→ **PAGE EXCERPT**:

═══

In [1]:
import json
import torch
from transformers import LlamaForCausalLM, LlamaTokenizer, Trainer, TrainingArguments

# 1. Load the custom dataset
def load_dataset(file_path):
    with open(file_path, 'r', encoding='utf-8') as f:
        data = json.load(f)
    return data

# Custom dataset file path
file_path = 'G:\\My Drive\\My Research\\Topics\\0-Arabic Finetune LLAMA3\\datasets\\alpaca_arabic_gpt4_hf\\alpaca-gpt4-arabic.json'
dataset = load_dataset(file_path)


  from .autonotebook import tqdm as notebook_tqdm





In [2]:
# 2. Prepare the dataset
class CustomDataset(torch.utils.data.Dataset):
    def __init__(self, dataset, tokenizer, max_length=512):
        self.dataset = dataset
        self.tokenizer = tokenizer
        self.max_length = max_length

    def __len__(self):
        return len(self.dataset)

═══

Stored records
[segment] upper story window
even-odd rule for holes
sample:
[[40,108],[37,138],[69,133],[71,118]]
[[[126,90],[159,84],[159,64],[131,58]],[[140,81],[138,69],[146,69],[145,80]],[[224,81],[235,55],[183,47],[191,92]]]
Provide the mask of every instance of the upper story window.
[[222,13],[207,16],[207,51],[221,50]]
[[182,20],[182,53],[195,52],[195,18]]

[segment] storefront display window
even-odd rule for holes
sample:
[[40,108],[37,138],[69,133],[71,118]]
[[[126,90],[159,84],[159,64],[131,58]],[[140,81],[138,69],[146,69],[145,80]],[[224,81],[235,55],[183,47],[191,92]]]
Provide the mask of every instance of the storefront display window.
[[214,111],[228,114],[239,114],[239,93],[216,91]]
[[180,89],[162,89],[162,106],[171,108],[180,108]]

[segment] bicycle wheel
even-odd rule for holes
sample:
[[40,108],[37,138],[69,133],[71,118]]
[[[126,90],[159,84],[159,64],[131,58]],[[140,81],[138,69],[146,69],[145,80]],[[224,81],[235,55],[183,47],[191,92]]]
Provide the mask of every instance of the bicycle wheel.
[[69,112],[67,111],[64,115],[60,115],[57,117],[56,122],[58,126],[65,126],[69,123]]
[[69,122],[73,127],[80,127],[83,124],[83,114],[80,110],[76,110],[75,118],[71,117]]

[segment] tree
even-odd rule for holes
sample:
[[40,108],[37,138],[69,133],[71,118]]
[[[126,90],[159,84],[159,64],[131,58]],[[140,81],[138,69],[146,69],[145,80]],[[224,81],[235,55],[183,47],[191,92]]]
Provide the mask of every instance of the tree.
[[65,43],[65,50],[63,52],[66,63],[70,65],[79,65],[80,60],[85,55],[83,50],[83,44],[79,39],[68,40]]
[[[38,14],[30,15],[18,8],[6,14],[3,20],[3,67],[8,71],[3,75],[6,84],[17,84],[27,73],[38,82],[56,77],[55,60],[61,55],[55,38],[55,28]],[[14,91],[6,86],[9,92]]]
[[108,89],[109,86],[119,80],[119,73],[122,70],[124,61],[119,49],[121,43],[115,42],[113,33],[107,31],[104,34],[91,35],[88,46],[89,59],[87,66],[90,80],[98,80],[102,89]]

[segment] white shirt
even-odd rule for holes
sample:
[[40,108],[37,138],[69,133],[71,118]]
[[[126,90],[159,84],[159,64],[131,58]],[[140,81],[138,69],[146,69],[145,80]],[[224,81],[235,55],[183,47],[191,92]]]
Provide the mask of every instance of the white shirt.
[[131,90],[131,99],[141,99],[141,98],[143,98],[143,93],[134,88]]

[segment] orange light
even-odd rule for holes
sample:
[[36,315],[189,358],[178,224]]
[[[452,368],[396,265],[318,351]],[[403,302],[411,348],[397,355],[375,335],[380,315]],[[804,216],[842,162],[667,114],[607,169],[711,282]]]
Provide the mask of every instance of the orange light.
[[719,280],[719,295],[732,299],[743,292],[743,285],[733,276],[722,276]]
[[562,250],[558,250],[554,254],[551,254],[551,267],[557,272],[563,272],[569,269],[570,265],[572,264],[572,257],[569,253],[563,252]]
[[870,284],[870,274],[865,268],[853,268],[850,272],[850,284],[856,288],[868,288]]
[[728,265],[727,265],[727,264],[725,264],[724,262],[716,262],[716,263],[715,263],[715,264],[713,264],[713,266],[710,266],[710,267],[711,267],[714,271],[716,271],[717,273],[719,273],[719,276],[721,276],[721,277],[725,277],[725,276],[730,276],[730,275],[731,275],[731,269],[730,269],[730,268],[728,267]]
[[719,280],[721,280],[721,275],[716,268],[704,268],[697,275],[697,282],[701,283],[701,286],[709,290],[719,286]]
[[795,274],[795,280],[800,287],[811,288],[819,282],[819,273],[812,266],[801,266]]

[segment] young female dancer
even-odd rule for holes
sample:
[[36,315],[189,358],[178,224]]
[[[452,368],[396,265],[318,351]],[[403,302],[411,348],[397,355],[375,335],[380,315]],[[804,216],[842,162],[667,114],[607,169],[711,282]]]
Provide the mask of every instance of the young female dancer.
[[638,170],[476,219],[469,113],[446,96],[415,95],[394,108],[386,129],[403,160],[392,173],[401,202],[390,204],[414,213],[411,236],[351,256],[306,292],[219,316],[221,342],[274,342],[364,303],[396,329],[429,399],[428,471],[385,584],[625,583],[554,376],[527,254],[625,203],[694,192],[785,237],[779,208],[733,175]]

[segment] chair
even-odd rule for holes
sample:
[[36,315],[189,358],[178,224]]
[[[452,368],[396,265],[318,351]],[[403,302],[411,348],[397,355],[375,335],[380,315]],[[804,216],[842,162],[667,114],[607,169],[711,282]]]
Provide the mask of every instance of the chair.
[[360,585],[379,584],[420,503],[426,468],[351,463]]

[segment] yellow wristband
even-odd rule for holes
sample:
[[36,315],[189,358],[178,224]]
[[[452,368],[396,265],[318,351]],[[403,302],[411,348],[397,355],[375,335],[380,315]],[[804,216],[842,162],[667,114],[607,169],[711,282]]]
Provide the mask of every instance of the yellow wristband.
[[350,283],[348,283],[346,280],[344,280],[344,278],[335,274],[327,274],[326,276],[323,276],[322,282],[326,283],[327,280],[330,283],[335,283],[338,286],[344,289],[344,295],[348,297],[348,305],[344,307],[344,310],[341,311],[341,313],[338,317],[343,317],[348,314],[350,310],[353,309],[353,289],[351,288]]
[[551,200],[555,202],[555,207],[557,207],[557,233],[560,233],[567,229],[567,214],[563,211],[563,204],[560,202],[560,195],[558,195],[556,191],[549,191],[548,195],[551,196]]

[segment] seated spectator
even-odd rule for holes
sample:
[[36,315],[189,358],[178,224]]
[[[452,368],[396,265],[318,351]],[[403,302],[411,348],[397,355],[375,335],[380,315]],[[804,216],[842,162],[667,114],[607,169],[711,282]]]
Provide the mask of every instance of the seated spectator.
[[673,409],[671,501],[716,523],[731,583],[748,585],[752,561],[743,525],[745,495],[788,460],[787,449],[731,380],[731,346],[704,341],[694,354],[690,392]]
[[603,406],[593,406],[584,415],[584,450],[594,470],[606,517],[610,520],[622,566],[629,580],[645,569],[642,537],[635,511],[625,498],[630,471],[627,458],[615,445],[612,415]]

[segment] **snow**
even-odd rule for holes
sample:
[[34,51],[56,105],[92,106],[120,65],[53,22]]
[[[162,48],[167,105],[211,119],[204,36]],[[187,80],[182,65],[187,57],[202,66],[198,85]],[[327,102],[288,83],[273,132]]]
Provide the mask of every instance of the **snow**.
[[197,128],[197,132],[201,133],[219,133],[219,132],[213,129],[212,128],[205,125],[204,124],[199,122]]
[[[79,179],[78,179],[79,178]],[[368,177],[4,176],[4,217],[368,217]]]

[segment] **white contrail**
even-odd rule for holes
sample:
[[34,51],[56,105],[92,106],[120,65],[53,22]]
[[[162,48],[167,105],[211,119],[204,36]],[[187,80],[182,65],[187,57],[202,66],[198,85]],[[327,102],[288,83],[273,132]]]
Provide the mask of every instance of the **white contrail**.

═══

→ **TASK DETAILS**: Please translate the comment "Load the custom dataset" in the notebook code into Spanish.

→ **RESULT OF THE EXERCISE**: Carga el conjunto de datos personalizado